(Raw data begins)
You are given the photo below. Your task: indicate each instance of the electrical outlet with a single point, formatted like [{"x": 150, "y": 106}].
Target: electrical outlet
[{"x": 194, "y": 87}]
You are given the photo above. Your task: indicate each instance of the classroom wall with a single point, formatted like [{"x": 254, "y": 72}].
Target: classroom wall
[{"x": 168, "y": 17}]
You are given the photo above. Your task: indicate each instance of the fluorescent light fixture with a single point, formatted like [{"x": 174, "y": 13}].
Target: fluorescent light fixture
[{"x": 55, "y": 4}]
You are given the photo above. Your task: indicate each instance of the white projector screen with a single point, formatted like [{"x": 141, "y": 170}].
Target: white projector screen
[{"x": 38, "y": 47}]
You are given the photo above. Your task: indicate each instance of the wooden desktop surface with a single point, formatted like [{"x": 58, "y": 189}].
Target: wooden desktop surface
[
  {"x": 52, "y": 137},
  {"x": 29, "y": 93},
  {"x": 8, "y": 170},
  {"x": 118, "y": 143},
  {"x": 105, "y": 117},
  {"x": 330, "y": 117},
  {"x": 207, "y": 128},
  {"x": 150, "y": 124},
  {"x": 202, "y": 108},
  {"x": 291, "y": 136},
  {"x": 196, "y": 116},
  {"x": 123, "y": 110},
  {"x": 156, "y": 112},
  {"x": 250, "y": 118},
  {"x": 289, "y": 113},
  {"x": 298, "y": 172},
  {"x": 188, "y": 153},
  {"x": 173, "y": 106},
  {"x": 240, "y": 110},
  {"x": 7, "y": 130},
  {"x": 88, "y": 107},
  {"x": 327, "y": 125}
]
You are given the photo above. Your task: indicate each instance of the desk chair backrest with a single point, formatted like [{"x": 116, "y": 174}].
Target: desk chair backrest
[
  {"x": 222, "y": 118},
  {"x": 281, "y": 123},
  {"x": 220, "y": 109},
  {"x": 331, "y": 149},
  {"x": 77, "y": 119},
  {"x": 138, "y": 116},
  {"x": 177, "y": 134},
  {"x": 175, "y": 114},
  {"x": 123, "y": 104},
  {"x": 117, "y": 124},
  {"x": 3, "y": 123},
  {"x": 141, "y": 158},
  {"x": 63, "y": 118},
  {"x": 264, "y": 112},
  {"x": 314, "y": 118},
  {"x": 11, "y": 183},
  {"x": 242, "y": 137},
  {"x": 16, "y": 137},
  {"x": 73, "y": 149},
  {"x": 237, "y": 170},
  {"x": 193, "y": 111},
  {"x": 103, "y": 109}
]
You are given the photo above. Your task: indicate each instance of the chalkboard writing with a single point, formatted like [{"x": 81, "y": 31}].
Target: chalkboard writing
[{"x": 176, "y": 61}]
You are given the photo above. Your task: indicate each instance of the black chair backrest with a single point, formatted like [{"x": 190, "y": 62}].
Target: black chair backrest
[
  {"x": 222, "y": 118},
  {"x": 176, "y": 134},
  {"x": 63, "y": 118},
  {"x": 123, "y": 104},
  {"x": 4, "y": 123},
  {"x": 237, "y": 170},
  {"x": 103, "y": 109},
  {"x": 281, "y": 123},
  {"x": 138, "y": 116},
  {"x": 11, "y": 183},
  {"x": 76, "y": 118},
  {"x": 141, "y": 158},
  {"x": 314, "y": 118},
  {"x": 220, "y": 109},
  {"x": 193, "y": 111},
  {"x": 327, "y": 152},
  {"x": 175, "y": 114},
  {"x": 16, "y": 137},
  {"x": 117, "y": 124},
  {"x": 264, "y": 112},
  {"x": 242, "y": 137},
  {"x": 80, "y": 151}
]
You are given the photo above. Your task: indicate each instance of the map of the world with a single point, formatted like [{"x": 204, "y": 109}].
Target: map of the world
(Raw data ends)
[Assigned task]
Each record above should be transcribed exactly.

[Completed exercise]
You are given the photo below. Your task: indicate each instance of the electrical outlet with a single point, formatted like [{"x": 150, "y": 106}].
Target: electrical outlet
[{"x": 194, "y": 87}]
You are given the photo above. Your task: indicate each instance of the classroom wall with a single point, formatted like [{"x": 254, "y": 72}].
Target: classroom wall
[{"x": 168, "y": 17}]
You are given the photo above. Your task: indicate each instance of the fluorescent light fixture with a single point, formatted like [{"x": 174, "y": 13}].
Target: fluorescent light fixture
[{"x": 55, "y": 4}]
You are given the photo above. Your task: indicate each instance of the white projector screen with a single point, formatted like [{"x": 141, "y": 170}].
Target: white projector screen
[{"x": 38, "y": 47}]
You are given the photo above. Your task: indicate each instance of the wooden desktop surface with a single point, formatted like [{"x": 58, "y": 189}].
Target: wooden desktop surface
[
  {"x": 52, "y": 137},
  {"x": 29, "y": 93},
  {"x": 8, "y": 170},
  {"x": 118, "y": 143},
  {"x": 105, "y": 117},
  {"x": 330, "y": 117},
  {"x": 207, "y": 128},
  {"x": 150, "y": 124},
  {"x": 202, "y": 108},
  {"x": 291, "y": 136},
  {"x": 196, "y": 116},
  {"x": 123, "y": 110},
  {"x": 156, "y": 112},
  {"x": 250, "y": 118},
  {"x": 289, "y": 113},
  {"x": 298, "y": 172},
  {"x": 188, "y": 153},
  {"x": 173, "y": 106},
  {"x": 240, "y": 110},
  {"x": 7, "y": 130},
  {"x": 88, "y": 107},
  {"x": 327, "y": 125}
]
You are given the photo above. Your task: indicate each instance of the desk chair backrest with a single point, formatted like [{"x": 116, "y": 174}].
Target: desk chair backrest
[
  {"x": 222, "y": 118},
  {"x": 281, "y": 123},
  {"x": 220, "y": 109},
  {"x": 331, "y": 149},
  {"x": 77, "y": 119},
  {"x": 138, "y": 116},
  {"x": 177, "y": 134},
  {"x": 175, "y": 114},
  {"x": 123, "y": 104},
  {"x": 117, "y": 124},
  {"x": 3, "y": 123},
  {"x": 141, "y": 158},
  {"x": 63, "y": 118},
  {"x": 264, "y": 112},
  {"x": 314, "y": 118},
  {"x": 11, "y": 183},
  {"x": 242, "y": 137},
  {"x": 16, "y": 137},
  {"x": 73, "y": 149},
  {"x": 237, "y": 170},
  {"x": 193, "y": 111},
  {"x": 103, "y": 109}
]
You are given the photo above. Your task: indicate each instance of the chalkboard writing with a single point, formatted like [{"x": 81, "y": 31}].
Target: chalkboard writing
[{"x": 176, "y": 61}]
You are given the photo above. Your task: indicate each instance of the black chair backrest with a single point, formatted like [{"x": 190, "y": 62}].
Target: black chair backrest
[
  {"x": 222, "y": 118},
  {"x": 176, "y": 134},
  {"x": 63, "y": 118},
  {"x": 123, "y": 104},
  {"x": 4, "y": 123},
  {"x": 237, "y": 170},
  {"x": 103, "y": 109},
  {"x": 281, "y": 123},
  {"x": 138, "y": 116},
  {"x": 11, "y": 183},
  {"x": 76, "y": 118},
  {"x": 141, "y": 158},
  {"x": 314, "y": 118},
  {"x": 220, "y": 109},
  {"x": 193, "y": 111},
  {"x": 327, "y": 152},
  {"x": 175, "y": 114},
  {"x": 16, "y": 137},
  {"x": 117, "y": 124},
  {"x": 264, "y": 112},
  {"x": 242, "y": 137},
  {"x": 80, "y": 151}
]
You are given the photo above. Your task: indicate each instance of the map of the world with a single point, formatted like [{"x": 204, "y": 109}].
Target: map of the world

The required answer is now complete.